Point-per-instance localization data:
■ ■ ■ ■
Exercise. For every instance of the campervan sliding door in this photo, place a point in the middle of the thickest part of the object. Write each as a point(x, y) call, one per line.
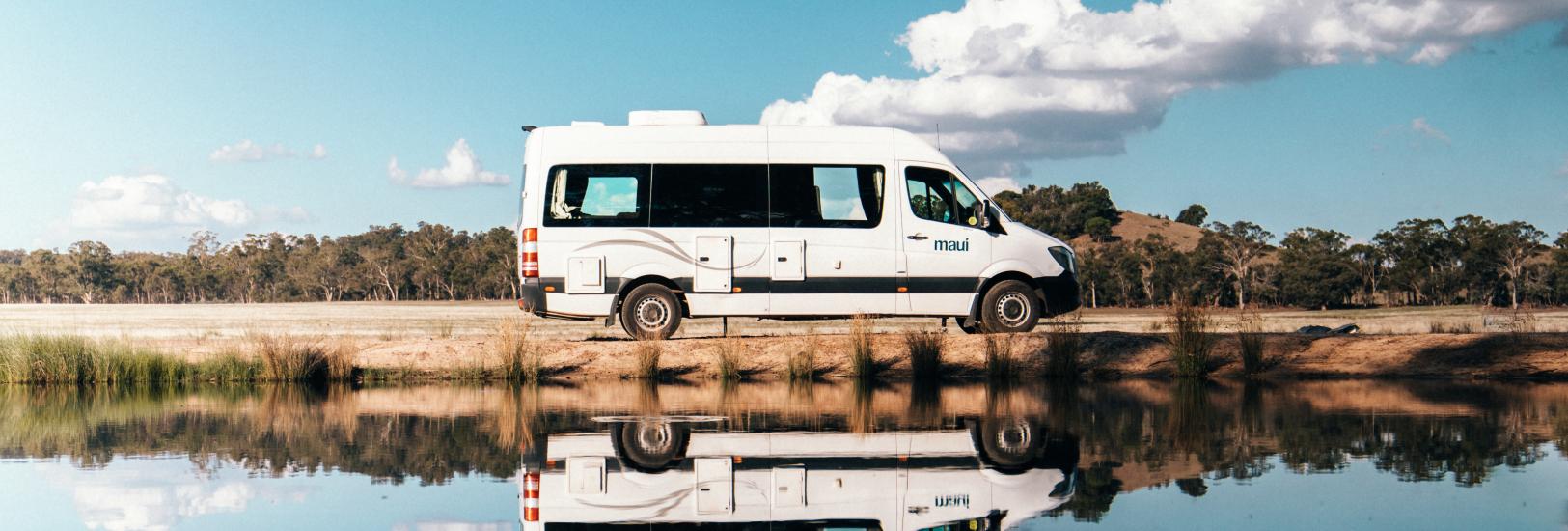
point(832, 245)
point(714, 220)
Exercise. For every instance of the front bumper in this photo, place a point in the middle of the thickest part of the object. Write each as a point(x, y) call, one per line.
point(1060, 293)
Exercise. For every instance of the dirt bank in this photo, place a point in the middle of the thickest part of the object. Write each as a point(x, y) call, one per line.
point(1108, 353)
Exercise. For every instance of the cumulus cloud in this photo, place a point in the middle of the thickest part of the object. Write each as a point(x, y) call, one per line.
point(253, 152)
point(151, 202)
point(995, 185)
point(1026, 79)
point(463, 168)
point(1421, 126)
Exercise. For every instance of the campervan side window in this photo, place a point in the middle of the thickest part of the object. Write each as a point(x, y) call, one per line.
point(940, 197)
point(710, 195)
point(825, 195)
point(596, 195)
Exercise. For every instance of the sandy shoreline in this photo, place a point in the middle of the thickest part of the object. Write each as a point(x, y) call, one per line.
point(1118, 343)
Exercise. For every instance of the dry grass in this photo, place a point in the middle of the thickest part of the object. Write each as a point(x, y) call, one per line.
point(646, 357)
point(863, 355)
point(1189, 340)
point(727, 358)
point(1063, 346)
point(1001, 363)
point(519, 358)
point(925, 352)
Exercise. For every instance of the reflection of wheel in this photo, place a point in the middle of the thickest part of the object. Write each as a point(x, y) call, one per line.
point(1010, 443)
point(649, 445)
point(651, 312)
point(1010, 307)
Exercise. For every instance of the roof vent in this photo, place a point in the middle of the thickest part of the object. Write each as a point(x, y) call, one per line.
point(665, 118)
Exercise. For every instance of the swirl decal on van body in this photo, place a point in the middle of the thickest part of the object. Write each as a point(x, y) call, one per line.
point(670, 248)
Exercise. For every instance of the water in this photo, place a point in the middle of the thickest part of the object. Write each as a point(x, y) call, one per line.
point(1121, 455)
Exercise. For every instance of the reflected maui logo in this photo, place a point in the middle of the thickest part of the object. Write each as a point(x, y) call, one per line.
point(952, 501)
point(950, 245)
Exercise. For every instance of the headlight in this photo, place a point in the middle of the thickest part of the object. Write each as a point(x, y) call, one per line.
point(1065, 258)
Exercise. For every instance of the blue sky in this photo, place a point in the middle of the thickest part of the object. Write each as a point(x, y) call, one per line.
point(93, 92)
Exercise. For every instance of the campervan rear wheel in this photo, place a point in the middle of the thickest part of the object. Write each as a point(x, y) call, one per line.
point(651, 312)
point(1010, 307)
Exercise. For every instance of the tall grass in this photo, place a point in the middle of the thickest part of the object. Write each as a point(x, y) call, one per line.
point(802, 365)
point(1189, 338)
point(1001, 365)
point(80, 360)
point(519, 358)
point(1063, 348)
point(863, 355)
point(1252, 343)
point(925, 352)
point(728, 358)
point(646, 357)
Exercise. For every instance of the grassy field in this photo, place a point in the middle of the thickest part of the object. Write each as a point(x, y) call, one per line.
point(477, 320)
■ ■ ■ ■
Reproduce the final stretch of the data above: every line from the one holding "Exercise. For every instance of the campervan rear" through the end, inclusive, exactly as written and nothing else.

Exercise. For every instance of the campervan rear wheel in this photo, place a point in the middle of the thickest part of the object. Write each as a point(x, y) call, one per line.
point(651, 312)
point(1010, 307)
Exercise. For every instance of the tall grass in this photo, place a point in the middle of the thickest part of the object. Write each as a point(x, y) call, one per line.
point(802, 365)
point(1189, 338)
point(1001, 365)
point(80, 360)
point(519, 358)
point(1063, 348)
point(863, 355)
point(1252, 343)
point(925, 352)
point(728, 358)
point(646, 357)
Exercise. For every instance of the grassy field in this photo, place a point in the middle of the thickest part of the object. Write each as a point(x, y) call, one per line.
point(477, 320)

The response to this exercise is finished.